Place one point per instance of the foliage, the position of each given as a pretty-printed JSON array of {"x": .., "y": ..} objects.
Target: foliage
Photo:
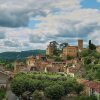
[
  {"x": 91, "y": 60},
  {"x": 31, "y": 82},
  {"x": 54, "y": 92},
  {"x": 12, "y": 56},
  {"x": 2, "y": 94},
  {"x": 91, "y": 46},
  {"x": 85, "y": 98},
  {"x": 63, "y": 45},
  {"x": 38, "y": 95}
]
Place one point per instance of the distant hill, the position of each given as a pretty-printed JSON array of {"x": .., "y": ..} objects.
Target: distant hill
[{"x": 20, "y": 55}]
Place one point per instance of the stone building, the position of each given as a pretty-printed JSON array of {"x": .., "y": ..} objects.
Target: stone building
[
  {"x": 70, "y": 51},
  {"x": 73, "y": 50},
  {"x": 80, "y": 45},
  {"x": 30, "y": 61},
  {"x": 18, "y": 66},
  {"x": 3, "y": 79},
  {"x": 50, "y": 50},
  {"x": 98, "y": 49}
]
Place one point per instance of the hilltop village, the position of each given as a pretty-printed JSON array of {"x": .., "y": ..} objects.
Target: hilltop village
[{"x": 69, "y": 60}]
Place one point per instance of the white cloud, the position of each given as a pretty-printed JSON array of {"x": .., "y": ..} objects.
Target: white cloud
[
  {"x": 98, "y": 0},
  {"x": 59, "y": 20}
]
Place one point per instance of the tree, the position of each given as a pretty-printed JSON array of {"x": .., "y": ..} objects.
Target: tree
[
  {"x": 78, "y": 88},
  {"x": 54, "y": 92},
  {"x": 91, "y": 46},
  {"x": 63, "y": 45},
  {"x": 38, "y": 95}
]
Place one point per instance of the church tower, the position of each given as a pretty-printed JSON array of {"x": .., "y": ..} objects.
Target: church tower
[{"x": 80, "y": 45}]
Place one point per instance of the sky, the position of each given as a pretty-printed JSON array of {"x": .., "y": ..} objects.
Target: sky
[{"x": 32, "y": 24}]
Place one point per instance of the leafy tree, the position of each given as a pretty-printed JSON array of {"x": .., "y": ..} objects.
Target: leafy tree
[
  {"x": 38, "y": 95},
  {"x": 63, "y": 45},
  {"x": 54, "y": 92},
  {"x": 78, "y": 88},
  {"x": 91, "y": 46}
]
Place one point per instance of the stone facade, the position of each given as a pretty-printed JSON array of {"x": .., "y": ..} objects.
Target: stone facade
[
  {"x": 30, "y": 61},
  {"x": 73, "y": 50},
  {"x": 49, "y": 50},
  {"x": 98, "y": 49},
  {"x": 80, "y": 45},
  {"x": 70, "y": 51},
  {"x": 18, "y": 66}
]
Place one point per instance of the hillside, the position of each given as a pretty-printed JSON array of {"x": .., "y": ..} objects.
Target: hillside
------------------------
● THE TASK: Set the material down exactly, images excluded.

● TASK SOLUTION:
Place one point per instance of the foliage, the position of each given as a pretty-printed JSON array of {"x": .., "y": ..} objects.
Target: foliage
Photo:
[
  {"x": 91, "y": 60},
  {"x": 31, "y": 82},
  {"x": 54, "y": 92},
  {"x": 12, "y": 56},
  {"x": 2, "y": 94},
  {"x": 91, "y": 46},
  {"x": 85, "y": 98},
  {"x": 63, "y": 45},
  {"x": 38, "y": 95}
]
Place one point per instance of the distant hill, the position of each given as a pretty-printed JSON array of {"x": .., "y": ..} objects.
Target: distant hill
[{"x": 20, "y": 55}]
Place one point per instance of the stone building, the position of each given as a pretty-printed JSON array of {"x": .., "y": ..} objects.
Target: stone building
[
  {"x": 70, "y": 51},
  {"x": 73, "y": 50},
  {"x": 80, "y": 45},
  {"x": 30, "y": 61},
  {"x": 18, "y": 66},
  {"x": 3, "y": 79},
  {"x": 50, "y": 50},
  {"x": 98, "y": 49}
]
Place one point per instance of the hilltop village, the position of each given as a pretty-printed JSON array of {"x": .., "y": ..} objects.
Target: hilltop village
[{"x": 69, "y": 60}]
Place one point per instance of the white cloud, the position of each given as a pretty-printed JSON array of {"x": .., "y": ..} objects.
Target: white cloud
[
  {"x": 98, "y": 0},
  {"x": 59, "y": 20}
]
Place one point per instance of the tree, the position of each given as a pretty-printed JSON array of {"x": .., "y": ..} objects.
Target: tree
[
  {"x": 78, "y": 88},
  {"x": 54, "y": 92},
  {"x": 91, "y": 46},
  {"x": 63, "y": 45},
  {"x": 38, "y": 95}
]
Place one point per instance of the church tower, the position of each given as a pretty-printed JSON array of {"x": .., "y": ..} objects.
Target: church tower
[{"x": 80, "y": 45}]
Place one point per instance of the sky, the position of each given as a pretty-printed JSON array of {"x": .., "y": ..} objects.
Target: sky
[{"x": 32, "y": 24}]
Place one point per instance of the leafy tree, the position of each given as a pretty-printed JSON array of {"x": .., "y": ..} objects.
Target: leafy tree
[
  {"x": 38, "y": 95},
  {"x": 63, "y": 45},
  {"x": 54, "y": 92},
  {"x": 78, "y": 88},
  {"x": 91, "y": 46}
]
Place one point per instance of the stone facade, the position of each given as a pretty-printed JSON array of {"x": .., "y": ..} objects.
Target: stone facade
[
  {"x": 30, "y": 61},
  {"x": 73, "y": 50},
  {"x": 49, "y": 50},
  {"x": 98, "y": 49},
  {"x": 80, "y": 45},
  {"x": 70, "y": 51},
  {"x": 18, "y": 66}
]
Place one point per instance of the hillside, the position of each given as a pretty-printed JSON array of {"x": .., "y": ..} objects.
Target: hillside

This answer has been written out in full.